The Wolf of Wall Street reviews

Mister Tee
Tenured Laureate
Posts: 8637
Joined: Wed Jan 01, 2003 2:57 pm
Location: NYC
Contact:

Re: The Wolf of Wall Street reviews

Post by Mister Tee »

Variety

Old-school Scorsese style and an unhinged Leonardo DiCaprio juice a cynical tale of Wall Street bad boys behaving badly.

Scott Foundas
Chief Film Critic@foundasonfilm

Even Gordon Gekko looks like a veritable lap dog compared to Jordan Belfort, the self-proclaimed “Wolf of Wall Street” whose coked-up, pill-popping, high-rolling shenanigans made him a multi-millionaire at age 26, a convicted felon a decade later, and a bestselling author and motivational speaker a decade after that. Now, Belfort’s riches-to-slightly-less-riches tale has been brought to the screen by no less a connoisseur of charismatic sociopaths than Martin Scorsese, and the result is a big, unruly bacchanal of a movie that huffs and puffs and nearly blows its own house down, but holds together by sheer virtue of its furious filmmaking energy and a Leonardo DiCaprio star turn so electric it could wake the dead.

Arriving six weeks past its original November release date and still showing signs of editing-room haste, “Wolf” should ride a high want-to-see factor and generally admiring reviews to solid holiday B.O., though its length and extreme content may keep the reportedly $100 million production from reaching the rarefied aerie of “The Departed” ($289 million worldwide) and “Shutter Island” ($294 million worldwide).

After going unexpectedly kid-friendly for 2011’s “Hugo” (his first PG movie in two decades), Scorsese could hardly have followed with a more dramatic about-face than “Wolf,” which skirts the very outer limits of the R rating with its nonstop barrage of drug-fueled decadence, all put across with a sinister smile. In the first reel alone, which aptly sets the tone for what’s to come, Belfort (DiCaprio) can be seen snorting coke off a prostitute’s backside, getting fellated while driving his white Ferrari, and nearly crashing his private helicopter while high on a homemade cocktail of Quaaludes, Xanax and morphine (the last one “because it’s awesome”). If some of the advance hype suggested that “Wolf” was going to be a kind of “Goodfellas” on Wall Street, in reality it’s more like the jittery, paranoid third act of that movie stretched out to three hours, starting at a fever pitch and heading toward the nuclear.

### [EXCERPTED RECORDS]
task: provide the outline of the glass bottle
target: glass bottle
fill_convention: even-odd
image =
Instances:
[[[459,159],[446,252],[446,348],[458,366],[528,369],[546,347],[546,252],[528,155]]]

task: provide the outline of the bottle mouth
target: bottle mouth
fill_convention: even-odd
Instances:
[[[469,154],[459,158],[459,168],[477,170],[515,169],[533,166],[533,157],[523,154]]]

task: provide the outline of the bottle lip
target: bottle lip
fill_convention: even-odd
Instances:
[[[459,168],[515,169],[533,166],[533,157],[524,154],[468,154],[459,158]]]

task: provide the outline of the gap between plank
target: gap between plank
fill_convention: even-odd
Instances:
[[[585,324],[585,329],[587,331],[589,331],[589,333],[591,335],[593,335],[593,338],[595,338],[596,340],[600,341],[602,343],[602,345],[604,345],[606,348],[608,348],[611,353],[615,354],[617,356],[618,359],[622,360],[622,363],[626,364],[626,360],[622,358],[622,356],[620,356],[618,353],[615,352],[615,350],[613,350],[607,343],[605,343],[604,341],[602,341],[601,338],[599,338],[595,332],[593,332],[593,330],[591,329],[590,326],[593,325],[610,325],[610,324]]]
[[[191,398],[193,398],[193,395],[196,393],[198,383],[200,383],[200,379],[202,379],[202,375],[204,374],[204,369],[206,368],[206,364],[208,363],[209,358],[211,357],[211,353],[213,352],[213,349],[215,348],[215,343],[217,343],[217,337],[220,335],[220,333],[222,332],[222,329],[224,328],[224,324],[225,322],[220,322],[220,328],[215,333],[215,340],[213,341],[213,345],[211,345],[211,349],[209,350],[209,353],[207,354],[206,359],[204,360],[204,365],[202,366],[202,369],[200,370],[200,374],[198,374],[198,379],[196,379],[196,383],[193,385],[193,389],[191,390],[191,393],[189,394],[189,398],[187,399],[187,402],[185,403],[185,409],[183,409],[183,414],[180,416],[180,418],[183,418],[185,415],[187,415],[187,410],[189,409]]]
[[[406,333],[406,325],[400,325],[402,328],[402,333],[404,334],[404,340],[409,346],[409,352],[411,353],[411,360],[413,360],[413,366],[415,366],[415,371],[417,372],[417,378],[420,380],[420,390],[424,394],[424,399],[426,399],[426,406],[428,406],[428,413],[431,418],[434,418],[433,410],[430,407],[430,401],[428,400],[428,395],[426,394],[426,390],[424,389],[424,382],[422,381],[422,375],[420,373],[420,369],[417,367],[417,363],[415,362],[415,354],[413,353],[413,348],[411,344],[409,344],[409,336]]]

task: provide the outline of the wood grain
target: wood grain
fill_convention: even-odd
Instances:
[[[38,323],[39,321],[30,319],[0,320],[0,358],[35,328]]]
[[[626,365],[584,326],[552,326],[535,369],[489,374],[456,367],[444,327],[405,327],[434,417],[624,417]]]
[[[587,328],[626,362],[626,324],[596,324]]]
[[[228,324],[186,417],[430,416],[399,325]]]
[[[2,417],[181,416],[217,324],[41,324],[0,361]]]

### [WHAT IS REQUIRED]
Pick up the Wolf of Wall Street review after its final sentence and keep it going.

### [RESPONSE TO THIS TASK]
In the prologue to “Wolf,” the first of two volumes of memoirs, Belfort wrote that he hoped his story would serve as “a cautionary tale to the rich and poor alike,” though there was little in the 500 pages that followed (or in the cover line, “I partied like a rock star, lived like a king”) that suggested contrition. Nor have Scorsese and screenwriter Terence Winter brought any retroactive moralizing to bear on the material. Rather, they take Belfort on his own questionable terms, seeking to reproduce the atmosphere of crazed, alpha-male intensity that engulfed the trading floor at Stratton Oakmont, the Belfort-founded brokerage house which, in “Wolf,” comes to resemble a Boschian Rome before the fall. It is the sort of office where a bathroom placard kindly reminds everyone not to engage in intercourse on the premises during office hours — right where the “Employees Must Wash Hands” sign usually goes.

The movie begins in medias res, with Belfort and his devoted minions blowing off steam in an office dwarf-tossing competition, before flashing back to give us a brief glimpse of the young and relatively innocent Jordan, who arrives on Wall Street in the fall of 1987 as a “connector” — basically a glorified phone dialer — for the old-money trading firm of L.F. Rothschild. It’s there that the eager rookie gets his first sense of the wild life to come when a mad-hatter senior broker (Matthew McConaughey) takes him out for a three-martini lunch that also includes enough white powder for a killer day at Big Bear. And even though he’s no longer quite boyish enough to play someone in his early 20s, DiCaprio is convincingly green here, like a wide-eyed Candide lunching with McConaughey’s debauched Dr. Pangloss.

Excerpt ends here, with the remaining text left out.